La única verdad indiscutible emanada de las últimas elecciones municipales en la ciudad de Barcelona es que todos aquellos que aplaudían la propuesta de ciudad de la alcaldesa en funciones la votaron. Barcelona en Comú, la formación liderada por Ada Colau, cosechó 131.594 apoyos de otros tantos barceloneses, el 19,77%, pero ni uno más. Nunca ha representado mucho más de una quinta parte del electorado local.

Otras candidaturas recibieron el voto por razones diversas, no siempre centradas en la ciudad. Es el caso de Junts per Catalunya, con Xavier Trias al frente y escondiendo las siglas, que además del voto de sus incondicionales hiperventilados también colectó una parte de los sufragios de centro-derecha, nacionalistas moderados, hartos de los ocho años de comunes y de su obra de gobierno. Ilusionados, incluso, por el regreso de una versión, un remake, del pujolismo de toda la vida. En total, el 22,42%. Similar sucedió con el PSC y Jaume Collboni, que fue visto como una prolongación útil del partido socialista ponderado que construye Salvador Illa para Cataluña. Incluso se benefició de una parte del hartazgo con Colau sin que se penalizara su condición de cooperador necesario durante ocho años. A ERC también se la votó, menos que hace cuatro años, en clave independentista. En campaña, a diferencia de Trias, Ernest Maragall parecía una agotada comparsa de Colau. Y, por supuesto, la mejora del PP tuvo que ver con la extinción y derribo de Ciudadanos, como sucedió en parte con el voto cabreado que tuvo a Vox como destinatario final.

::::::::

● **TAREA PLANTEADA A**
Enumera cada línea de las entradas que contenga la palabra "small", respetando mayúsculas y minúsculas.
El texto sobre las elecciones municipales en Barcelona no tiene relación alguna con las entradas.

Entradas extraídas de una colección
::::::::

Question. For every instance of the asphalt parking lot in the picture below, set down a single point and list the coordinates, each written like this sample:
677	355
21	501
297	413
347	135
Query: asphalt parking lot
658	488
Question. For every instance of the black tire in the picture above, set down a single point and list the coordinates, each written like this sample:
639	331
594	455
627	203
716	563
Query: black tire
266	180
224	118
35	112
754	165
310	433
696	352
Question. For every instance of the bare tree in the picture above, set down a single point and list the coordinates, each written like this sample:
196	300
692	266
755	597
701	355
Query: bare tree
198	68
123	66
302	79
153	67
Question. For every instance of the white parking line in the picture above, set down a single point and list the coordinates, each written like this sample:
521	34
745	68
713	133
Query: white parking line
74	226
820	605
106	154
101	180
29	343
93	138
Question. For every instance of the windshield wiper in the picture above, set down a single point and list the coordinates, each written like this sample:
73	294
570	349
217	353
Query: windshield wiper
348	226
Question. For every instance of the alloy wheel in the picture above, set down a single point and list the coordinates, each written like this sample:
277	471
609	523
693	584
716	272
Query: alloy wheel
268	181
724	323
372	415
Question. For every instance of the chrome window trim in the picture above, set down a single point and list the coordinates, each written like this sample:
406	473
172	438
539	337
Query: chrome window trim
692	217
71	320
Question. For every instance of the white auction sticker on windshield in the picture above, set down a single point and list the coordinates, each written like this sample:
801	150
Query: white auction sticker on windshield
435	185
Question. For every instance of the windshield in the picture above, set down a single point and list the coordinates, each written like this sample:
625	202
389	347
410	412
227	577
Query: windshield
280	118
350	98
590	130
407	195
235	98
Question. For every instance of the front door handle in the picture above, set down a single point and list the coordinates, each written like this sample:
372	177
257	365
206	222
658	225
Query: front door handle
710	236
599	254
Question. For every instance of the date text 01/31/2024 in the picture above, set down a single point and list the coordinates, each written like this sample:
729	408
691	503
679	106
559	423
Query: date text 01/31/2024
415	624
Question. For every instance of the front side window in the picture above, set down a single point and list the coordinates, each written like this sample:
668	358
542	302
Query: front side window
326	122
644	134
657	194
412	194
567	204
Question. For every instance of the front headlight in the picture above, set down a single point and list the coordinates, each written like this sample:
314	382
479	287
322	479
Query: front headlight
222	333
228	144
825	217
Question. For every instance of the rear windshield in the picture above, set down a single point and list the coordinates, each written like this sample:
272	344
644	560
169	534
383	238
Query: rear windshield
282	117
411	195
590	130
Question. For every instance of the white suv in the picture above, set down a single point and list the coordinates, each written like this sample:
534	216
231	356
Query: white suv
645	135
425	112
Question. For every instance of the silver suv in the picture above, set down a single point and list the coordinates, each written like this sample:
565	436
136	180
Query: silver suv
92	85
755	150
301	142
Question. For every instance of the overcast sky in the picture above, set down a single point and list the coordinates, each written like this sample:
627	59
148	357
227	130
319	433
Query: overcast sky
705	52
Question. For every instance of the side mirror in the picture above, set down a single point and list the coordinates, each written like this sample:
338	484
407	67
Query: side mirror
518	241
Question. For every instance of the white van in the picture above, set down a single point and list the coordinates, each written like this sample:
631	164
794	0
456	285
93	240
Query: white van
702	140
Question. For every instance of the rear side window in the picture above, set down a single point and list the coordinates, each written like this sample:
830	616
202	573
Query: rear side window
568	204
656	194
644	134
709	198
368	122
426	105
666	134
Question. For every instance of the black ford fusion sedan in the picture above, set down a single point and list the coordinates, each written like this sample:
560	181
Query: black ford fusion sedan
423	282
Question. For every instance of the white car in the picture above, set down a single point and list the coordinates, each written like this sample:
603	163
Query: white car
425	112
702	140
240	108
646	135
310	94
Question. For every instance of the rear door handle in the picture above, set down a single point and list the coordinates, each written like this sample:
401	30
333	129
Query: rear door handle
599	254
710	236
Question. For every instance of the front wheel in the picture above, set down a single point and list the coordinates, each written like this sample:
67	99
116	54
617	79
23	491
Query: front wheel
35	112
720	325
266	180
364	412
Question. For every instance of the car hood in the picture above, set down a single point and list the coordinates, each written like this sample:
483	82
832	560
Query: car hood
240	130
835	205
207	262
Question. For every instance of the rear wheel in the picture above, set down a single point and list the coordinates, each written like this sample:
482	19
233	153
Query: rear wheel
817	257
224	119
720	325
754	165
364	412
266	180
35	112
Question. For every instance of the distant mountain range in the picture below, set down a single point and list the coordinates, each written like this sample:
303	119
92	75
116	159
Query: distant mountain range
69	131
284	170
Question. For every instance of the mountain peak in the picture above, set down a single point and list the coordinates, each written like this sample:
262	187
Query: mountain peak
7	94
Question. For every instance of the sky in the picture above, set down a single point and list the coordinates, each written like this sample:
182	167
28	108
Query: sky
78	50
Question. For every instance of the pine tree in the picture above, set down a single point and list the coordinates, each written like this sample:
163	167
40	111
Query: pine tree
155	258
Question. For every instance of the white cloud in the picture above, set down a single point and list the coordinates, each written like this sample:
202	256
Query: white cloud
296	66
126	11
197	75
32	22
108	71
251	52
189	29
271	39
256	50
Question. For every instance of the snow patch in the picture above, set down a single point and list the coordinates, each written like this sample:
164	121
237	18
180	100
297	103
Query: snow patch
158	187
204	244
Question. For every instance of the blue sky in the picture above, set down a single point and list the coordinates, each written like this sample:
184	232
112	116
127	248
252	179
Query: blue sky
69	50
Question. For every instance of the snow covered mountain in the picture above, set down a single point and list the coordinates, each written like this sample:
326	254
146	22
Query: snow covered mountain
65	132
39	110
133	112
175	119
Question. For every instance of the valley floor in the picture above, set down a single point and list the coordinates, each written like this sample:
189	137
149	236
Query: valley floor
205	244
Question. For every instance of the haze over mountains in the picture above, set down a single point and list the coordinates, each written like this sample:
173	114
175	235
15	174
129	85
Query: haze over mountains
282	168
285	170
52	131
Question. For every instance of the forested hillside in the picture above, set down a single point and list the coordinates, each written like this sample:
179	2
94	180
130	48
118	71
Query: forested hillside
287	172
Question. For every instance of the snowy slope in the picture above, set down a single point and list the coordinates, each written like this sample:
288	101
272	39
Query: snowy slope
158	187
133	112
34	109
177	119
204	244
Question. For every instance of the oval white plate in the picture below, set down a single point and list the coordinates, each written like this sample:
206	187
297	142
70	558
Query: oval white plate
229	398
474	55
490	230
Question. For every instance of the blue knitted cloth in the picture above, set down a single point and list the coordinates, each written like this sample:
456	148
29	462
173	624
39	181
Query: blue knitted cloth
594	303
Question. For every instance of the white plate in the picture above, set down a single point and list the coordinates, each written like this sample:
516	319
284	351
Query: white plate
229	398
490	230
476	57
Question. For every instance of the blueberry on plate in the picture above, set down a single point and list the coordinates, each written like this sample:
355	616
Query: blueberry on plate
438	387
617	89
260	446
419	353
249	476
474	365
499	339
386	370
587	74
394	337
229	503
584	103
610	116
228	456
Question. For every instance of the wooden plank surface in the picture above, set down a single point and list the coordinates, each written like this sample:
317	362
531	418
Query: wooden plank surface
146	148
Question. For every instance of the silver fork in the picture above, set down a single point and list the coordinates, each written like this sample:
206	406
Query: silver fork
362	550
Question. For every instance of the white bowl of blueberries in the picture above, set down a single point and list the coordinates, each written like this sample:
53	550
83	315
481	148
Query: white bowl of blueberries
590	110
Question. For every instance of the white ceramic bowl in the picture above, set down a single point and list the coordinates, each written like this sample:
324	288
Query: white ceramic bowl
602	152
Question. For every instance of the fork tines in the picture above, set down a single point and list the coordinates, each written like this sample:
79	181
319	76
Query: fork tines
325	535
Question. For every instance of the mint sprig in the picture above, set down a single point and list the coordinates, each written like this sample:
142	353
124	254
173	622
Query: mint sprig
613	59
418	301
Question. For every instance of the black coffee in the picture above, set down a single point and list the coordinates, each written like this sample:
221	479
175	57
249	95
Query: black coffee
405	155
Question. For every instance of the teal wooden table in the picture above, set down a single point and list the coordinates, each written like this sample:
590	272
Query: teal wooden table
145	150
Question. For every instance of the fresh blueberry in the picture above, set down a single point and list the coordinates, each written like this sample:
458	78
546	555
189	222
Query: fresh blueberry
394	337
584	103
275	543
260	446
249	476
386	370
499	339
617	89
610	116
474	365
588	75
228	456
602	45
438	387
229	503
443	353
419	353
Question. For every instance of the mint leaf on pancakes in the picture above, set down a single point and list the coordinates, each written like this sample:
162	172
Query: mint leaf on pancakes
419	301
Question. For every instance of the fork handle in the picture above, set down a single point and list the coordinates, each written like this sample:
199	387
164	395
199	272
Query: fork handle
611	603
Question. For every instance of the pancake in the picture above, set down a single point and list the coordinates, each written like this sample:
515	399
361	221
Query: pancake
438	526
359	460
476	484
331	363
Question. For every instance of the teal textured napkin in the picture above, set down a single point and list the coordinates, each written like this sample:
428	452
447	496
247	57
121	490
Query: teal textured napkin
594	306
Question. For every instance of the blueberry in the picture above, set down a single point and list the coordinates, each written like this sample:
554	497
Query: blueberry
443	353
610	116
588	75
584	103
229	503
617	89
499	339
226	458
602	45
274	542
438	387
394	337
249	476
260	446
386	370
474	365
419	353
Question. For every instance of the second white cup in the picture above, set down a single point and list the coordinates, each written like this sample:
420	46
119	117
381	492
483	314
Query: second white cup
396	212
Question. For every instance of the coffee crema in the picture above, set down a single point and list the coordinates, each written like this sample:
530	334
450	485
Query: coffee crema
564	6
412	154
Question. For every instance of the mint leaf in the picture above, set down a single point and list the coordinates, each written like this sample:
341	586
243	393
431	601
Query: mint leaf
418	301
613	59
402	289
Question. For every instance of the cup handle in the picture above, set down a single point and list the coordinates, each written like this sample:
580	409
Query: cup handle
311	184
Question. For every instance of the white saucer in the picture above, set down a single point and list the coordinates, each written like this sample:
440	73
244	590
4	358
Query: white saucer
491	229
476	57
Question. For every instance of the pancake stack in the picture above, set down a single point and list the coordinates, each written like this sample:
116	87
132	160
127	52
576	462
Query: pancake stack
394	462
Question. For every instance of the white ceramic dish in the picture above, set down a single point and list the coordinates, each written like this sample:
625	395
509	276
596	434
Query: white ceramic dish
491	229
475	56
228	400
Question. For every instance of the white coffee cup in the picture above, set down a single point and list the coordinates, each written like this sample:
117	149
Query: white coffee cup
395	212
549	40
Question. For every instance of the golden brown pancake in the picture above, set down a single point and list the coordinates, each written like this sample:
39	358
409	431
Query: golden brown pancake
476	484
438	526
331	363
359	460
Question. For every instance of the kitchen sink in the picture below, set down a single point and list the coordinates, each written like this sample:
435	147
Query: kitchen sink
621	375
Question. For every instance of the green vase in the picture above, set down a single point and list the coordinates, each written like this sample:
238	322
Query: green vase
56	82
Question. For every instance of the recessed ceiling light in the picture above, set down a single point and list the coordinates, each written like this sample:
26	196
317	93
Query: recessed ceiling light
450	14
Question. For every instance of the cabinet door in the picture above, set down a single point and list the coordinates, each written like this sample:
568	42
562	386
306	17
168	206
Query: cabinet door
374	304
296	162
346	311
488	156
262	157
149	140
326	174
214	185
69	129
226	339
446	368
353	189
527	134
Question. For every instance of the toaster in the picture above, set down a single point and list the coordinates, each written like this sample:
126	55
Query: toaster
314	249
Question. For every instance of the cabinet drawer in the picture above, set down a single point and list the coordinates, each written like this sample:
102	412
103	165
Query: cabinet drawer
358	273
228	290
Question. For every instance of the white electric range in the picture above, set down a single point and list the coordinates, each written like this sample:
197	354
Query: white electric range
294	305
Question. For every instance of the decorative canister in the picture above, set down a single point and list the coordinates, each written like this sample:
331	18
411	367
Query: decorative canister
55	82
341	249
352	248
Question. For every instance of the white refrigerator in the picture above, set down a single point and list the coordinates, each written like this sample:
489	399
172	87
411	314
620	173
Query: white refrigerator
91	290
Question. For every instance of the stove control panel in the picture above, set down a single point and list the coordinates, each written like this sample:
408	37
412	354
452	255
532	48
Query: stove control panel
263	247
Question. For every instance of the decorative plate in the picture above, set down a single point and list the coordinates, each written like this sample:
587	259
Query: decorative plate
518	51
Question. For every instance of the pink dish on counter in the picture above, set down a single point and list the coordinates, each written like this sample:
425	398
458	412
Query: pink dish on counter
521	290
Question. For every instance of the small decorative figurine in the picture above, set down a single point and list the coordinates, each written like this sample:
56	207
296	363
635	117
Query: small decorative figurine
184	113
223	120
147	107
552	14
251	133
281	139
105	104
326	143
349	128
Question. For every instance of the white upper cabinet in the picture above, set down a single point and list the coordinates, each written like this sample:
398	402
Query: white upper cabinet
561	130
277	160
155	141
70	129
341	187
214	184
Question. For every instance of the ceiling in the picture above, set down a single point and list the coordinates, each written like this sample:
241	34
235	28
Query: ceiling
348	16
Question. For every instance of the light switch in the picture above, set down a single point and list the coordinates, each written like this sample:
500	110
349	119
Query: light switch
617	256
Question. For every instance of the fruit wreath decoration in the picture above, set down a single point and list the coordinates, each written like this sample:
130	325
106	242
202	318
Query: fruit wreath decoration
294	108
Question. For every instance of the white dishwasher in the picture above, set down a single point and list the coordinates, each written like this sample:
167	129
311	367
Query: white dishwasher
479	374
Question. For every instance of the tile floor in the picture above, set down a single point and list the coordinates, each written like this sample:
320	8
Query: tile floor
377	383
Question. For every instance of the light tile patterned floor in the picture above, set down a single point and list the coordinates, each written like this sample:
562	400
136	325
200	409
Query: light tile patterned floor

::::::::

● **TAREA PLANTEADA B**
Responde estas preguntas según el texto sobre las elecciones municipales en Barcelona:
(i) ¿Qué porcentaje de apoyo obtuvo Barcelona en Comú?
(ii) ¿Quién encabezaba la candidatura del PSC?
(iii) ¿Qué porcentaje obtuvo en total Junts per Catalunya?

● **SOLUCIÓN ESCRITA A**
Question. For every instance of the small decorative figurine in the picture above, set down a single point and list the coordinates, each written like this sample:
Query: small decorative figurine

● **SOLUCIÓN ESCRITA B**
(i) El 19,77%.
(ii) Jaume Collboni.
(iii) El 22,42%.